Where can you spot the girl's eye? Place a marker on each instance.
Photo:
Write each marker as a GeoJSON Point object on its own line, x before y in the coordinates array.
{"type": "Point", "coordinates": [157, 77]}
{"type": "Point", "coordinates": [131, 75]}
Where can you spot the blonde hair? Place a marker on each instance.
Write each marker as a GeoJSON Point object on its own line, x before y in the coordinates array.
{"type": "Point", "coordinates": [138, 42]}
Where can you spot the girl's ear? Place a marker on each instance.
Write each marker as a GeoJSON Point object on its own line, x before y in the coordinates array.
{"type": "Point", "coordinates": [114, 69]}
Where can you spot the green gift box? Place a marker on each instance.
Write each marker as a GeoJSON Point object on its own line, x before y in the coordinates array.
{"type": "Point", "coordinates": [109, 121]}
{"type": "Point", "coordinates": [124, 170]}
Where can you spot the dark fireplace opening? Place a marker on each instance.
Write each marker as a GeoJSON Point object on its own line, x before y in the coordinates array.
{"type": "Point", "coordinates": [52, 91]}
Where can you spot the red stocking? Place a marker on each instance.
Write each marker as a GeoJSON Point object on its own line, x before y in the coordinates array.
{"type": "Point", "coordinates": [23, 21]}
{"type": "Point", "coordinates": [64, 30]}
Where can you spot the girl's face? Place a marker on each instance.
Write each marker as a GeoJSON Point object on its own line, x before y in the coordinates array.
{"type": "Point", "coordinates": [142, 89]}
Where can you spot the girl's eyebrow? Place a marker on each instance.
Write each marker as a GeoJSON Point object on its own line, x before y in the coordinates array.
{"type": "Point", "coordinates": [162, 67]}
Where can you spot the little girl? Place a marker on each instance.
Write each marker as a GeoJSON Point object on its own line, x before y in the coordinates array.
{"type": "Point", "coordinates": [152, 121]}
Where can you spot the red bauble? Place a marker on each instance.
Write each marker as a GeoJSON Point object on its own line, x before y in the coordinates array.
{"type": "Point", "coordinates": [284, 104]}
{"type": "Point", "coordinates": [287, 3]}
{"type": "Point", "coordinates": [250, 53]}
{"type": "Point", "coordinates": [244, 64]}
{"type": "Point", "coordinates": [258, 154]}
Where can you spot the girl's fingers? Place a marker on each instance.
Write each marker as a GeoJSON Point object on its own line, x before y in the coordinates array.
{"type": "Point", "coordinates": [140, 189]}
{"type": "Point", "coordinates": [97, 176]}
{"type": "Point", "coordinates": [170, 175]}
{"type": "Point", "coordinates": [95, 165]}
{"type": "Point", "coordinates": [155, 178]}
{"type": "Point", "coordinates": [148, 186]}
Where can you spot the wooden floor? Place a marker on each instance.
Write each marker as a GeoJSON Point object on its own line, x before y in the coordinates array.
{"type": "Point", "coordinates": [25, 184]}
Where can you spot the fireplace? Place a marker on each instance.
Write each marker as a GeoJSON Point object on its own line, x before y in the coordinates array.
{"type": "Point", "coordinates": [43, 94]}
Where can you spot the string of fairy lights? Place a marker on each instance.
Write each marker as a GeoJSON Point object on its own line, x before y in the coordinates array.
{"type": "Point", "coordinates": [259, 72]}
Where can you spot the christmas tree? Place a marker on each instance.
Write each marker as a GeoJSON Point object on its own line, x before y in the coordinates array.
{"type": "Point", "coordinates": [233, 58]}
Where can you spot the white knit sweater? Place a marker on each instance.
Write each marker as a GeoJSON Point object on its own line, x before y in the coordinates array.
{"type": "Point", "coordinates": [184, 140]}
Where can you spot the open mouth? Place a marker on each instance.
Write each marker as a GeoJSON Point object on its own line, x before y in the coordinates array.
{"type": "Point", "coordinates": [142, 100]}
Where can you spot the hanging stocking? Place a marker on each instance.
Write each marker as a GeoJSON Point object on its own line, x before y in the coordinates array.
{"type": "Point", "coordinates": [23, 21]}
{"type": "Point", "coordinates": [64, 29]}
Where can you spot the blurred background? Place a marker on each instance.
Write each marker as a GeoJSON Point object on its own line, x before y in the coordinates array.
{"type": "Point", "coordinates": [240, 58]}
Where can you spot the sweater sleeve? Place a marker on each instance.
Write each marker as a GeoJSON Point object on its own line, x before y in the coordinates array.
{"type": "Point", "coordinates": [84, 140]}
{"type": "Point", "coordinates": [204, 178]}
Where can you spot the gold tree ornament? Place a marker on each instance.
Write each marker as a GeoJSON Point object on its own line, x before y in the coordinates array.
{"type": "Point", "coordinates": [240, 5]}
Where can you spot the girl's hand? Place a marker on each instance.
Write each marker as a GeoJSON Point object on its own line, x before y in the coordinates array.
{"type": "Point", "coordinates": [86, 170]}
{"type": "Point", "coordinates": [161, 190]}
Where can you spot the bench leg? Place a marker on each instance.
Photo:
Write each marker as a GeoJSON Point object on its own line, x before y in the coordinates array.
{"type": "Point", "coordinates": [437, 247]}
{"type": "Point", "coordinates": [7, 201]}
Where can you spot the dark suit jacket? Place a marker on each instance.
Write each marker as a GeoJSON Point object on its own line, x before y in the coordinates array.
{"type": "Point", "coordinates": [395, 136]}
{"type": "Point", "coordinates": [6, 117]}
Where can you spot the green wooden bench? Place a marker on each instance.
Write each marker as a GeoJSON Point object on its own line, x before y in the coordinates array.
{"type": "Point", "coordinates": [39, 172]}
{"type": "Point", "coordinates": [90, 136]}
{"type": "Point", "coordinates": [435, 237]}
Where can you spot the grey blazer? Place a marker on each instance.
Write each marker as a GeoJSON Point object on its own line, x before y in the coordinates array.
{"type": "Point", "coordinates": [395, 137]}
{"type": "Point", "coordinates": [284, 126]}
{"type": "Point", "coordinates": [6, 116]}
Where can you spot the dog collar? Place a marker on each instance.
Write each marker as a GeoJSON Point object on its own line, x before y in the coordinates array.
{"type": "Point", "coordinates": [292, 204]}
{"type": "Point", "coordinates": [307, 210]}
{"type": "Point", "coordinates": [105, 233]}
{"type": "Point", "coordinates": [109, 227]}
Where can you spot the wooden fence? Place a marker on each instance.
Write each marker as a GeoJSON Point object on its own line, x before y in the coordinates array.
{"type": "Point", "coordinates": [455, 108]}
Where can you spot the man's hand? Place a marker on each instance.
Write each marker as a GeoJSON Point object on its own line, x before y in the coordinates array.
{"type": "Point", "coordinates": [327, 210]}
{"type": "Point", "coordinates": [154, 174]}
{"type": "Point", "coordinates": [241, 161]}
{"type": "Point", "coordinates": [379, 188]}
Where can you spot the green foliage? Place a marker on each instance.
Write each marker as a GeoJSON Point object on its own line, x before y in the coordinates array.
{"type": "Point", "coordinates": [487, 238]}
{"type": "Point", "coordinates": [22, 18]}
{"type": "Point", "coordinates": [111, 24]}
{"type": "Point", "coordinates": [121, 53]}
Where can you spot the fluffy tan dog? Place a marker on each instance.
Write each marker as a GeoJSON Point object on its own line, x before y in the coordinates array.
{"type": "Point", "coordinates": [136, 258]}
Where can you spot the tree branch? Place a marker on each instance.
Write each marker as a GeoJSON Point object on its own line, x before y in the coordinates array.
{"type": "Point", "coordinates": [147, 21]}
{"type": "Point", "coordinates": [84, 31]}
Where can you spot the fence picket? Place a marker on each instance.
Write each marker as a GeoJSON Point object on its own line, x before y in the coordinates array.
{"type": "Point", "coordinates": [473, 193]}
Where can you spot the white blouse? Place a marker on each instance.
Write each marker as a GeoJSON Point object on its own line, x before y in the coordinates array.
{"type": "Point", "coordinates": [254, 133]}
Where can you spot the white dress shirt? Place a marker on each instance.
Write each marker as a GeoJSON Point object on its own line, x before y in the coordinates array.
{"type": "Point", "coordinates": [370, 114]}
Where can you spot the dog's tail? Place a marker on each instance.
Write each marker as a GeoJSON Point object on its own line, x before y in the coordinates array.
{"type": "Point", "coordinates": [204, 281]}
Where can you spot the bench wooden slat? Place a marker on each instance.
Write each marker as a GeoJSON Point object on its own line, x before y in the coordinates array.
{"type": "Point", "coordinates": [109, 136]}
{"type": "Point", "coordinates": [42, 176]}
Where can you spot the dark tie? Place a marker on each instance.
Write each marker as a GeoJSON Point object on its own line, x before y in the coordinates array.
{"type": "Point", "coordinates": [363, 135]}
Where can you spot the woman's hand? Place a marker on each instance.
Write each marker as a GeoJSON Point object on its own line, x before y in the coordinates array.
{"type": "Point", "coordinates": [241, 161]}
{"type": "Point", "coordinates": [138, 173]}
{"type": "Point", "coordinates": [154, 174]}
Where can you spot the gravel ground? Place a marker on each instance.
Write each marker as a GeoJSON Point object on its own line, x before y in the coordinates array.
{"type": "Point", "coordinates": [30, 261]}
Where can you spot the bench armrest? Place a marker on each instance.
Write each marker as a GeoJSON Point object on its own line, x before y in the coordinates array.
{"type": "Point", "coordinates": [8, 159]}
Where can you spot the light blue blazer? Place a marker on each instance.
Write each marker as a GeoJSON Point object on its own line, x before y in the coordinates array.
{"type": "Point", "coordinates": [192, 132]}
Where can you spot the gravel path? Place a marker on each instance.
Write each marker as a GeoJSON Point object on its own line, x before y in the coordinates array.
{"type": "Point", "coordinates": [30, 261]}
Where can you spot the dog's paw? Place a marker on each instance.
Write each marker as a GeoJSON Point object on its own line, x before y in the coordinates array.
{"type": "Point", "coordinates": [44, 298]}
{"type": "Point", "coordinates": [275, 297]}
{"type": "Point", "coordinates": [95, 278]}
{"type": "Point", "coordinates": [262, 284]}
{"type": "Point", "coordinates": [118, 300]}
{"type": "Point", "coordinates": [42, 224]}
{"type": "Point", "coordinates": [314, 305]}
+ + + + + + +
▸ **Aim**
Shift every coordinate value in the points by adding 115 to it, and rewrite all lines from the line containing "Where can you spot the dog's paw?" to the end of the material above, keeping every other line unchanged.

▸ **Result of this task**
Where can you spot the dog's paw? Place a marker on each instance.
Write each marker as a GeoJSON Point object on its own line, x before y in the coordinates array.
{"type": "Point", "coordinates": [159, 413]}
{"type": "Point", "coordinates": [390, 412]}
{"type": "Point", "coordinates": [210, 393]}
{"type": "Point", "coordinates": [377, 399]}
{"type": "Point", "coordinates": [233, 415]}
{"type": "Point", "coordinates": [157, 339]}
{"type": "Point", "coordinates": [429, 420]}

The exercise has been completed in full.